* Work instruction *
The data must be written out once more, precisely as given.

* Stored items from a collection *
_ _ _

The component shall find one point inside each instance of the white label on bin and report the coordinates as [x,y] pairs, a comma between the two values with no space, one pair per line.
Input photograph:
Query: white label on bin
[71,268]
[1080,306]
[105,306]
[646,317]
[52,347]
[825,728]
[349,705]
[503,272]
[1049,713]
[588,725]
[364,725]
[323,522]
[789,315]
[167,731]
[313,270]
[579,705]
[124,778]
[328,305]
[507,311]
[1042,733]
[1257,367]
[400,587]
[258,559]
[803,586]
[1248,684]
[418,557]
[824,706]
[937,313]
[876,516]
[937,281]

_ _ _

* Answer space *
The component shall find one point inside each instance of the white label on bin and report the coordinates as [x,y] pairs, a comma between the two values with no space, one pair per line.
Input photograph:
Query: white label on bin
[71,268]
[1080,306]
[105,306]
[646,317]
[52,347]
[825,728]
[349,705]
[503,272]
[1049,713]
[588,725]
[364,725]
[323,522]
[789,315]
[167,731]
[313,270]
[579,705]
[124,778]
[328,305]
[507,311]
[1042,733]
[1257,367]
[400,587]
[258,559]
[803,586]
[1248,684]
[418,557]
[824,706]
[937,313]
[876,516]
[937,281]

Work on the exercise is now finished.